**What to work on**
• a. Answer these questions about the post on police and the Dallas events:
(i) Near what place did the writer spend a weekend holiday?
(ii) In what city is the writer's friend a police officer?
(iii) What did the friend use to disarm the man with the knife in Iraq?
• b. Retype the post on police and the Dallas events from "African-American" to "share some thoughts.".

**Selected passage**
————————
African-American

I had a wonderful weekend holiday near Lake Tahoe that was only marred by the events in Dallas. Some comments made by Sarah Palin (and yes, I know, I shouldn’t be giving her any more free publicity) struck a cord, and I wanted to share some thoughts.

I have an old friend who is police in Durham, NC, and about once a year I do a ride-a-long with him. It really makes me appreciate the effort most police put into their jobs. Every day they put their lives on the line to protect our society, and I sleep better knowing they are around.

That said, in the past year or so I’ve seen a number of cases where police have shot and killed black men, and at least from the limited viewpoint of a mobile phone video, it looks like excessive force was used. When those cases don’t even make it to a courtroom, I have to wonder. In the case of my friend, he always gives the suspect the benefit of the doubt. When he was in the Army stationed in Iraq, he was attacked by a man wielding a knife and would have been perfectly justified in killing him. Instead, he used his police baton to disarm the man, who was distraught over losing his family and was just striking out. He used an extra element of understanding in that situation and it saved a life.
————————
Collected data entries
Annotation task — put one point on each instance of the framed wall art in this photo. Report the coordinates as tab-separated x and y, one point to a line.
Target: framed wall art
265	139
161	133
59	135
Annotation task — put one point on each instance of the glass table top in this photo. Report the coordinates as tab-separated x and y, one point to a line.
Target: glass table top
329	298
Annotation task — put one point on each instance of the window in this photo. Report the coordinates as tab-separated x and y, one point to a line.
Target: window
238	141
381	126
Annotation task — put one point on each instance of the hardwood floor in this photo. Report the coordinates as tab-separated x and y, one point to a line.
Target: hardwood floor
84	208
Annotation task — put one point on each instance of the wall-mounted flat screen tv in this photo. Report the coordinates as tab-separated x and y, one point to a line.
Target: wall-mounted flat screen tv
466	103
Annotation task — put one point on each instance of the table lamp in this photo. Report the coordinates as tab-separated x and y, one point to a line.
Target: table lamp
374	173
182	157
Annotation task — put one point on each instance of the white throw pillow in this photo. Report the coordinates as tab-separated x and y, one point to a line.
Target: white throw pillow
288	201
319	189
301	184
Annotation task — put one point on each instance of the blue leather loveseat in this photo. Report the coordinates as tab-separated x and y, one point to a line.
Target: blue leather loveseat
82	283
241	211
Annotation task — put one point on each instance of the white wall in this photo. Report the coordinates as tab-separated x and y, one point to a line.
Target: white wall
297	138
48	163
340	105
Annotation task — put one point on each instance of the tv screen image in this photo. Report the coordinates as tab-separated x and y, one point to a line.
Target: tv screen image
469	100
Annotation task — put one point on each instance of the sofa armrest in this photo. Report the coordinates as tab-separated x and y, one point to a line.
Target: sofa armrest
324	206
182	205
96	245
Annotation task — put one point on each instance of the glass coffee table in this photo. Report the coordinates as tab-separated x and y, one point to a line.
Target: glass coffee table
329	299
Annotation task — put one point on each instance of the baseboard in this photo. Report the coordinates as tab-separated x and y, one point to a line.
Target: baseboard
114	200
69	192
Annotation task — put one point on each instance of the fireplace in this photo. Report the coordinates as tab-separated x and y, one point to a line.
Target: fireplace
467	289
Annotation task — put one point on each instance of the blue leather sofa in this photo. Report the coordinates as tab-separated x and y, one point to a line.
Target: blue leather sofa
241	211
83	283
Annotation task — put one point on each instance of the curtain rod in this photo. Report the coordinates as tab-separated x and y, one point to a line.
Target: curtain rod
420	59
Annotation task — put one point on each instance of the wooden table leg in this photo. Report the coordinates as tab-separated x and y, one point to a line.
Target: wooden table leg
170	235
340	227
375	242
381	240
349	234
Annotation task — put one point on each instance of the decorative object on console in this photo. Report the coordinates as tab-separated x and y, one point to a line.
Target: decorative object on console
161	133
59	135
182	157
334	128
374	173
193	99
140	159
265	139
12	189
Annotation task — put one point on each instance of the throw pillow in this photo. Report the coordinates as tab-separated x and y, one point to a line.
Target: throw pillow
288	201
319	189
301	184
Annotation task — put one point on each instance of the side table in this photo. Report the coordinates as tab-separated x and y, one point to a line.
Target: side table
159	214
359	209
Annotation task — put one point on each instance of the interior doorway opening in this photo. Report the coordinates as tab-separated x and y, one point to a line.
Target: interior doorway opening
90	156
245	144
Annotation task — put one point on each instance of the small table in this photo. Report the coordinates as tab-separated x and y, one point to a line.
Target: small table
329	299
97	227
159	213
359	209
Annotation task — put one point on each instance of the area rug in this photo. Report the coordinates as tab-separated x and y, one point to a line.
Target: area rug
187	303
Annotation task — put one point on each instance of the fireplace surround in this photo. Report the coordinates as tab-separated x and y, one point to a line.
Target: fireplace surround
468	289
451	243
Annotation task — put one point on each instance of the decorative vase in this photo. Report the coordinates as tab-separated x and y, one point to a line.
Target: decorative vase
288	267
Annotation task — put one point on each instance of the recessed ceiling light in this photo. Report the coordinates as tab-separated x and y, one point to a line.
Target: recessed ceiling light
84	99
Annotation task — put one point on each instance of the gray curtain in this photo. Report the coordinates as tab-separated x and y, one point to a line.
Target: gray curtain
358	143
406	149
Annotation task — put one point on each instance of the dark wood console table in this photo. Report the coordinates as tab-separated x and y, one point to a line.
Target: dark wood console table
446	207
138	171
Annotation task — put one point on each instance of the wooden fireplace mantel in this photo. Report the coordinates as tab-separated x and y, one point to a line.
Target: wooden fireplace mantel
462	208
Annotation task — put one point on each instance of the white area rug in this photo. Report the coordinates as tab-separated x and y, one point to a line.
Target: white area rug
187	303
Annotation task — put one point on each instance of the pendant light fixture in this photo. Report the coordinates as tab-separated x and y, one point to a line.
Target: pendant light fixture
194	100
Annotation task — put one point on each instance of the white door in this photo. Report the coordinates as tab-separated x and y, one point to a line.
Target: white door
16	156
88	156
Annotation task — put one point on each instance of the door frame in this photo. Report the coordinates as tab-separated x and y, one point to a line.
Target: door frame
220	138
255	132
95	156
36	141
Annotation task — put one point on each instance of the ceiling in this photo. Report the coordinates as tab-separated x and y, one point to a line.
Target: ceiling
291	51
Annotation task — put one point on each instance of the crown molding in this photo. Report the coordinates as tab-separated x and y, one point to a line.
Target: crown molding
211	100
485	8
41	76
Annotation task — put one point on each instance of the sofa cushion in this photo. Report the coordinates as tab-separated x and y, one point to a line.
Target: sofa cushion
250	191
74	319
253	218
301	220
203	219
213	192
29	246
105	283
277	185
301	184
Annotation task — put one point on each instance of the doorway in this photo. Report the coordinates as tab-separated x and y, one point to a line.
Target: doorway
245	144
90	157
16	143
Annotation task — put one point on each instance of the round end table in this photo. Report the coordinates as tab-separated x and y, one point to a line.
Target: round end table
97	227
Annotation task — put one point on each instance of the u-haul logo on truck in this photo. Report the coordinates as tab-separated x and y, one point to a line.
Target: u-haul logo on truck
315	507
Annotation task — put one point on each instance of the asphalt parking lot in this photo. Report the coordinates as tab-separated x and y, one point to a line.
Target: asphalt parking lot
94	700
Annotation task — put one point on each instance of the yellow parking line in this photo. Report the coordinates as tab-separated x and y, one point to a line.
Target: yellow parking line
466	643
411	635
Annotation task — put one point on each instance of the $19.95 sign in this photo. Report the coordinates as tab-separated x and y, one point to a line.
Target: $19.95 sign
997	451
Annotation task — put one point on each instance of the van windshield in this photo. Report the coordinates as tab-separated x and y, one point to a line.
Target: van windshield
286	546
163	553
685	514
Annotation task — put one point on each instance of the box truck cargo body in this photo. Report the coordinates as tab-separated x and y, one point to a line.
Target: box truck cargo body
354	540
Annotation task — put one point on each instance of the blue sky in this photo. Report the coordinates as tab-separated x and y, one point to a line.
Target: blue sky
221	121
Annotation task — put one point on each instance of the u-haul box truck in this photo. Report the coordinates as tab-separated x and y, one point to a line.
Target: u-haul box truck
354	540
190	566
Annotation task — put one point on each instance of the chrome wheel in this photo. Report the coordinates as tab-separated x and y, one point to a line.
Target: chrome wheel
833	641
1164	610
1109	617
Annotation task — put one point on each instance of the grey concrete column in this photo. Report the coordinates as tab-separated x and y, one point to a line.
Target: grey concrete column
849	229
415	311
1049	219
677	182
————————
**Answer set**
• a.
(i) Lake Tahoe
(ii) Durham, NC
(iii) His police baton

• b.
African-American

I had a wonderful weekend holiday near Lake Tahoe that was only marred by the events in Dallas. Some comments made by Sarah Palin (and yes, I know, I shouldn’t be giving her any more free publicity) struck a cord, and I wanted to share some thoughts.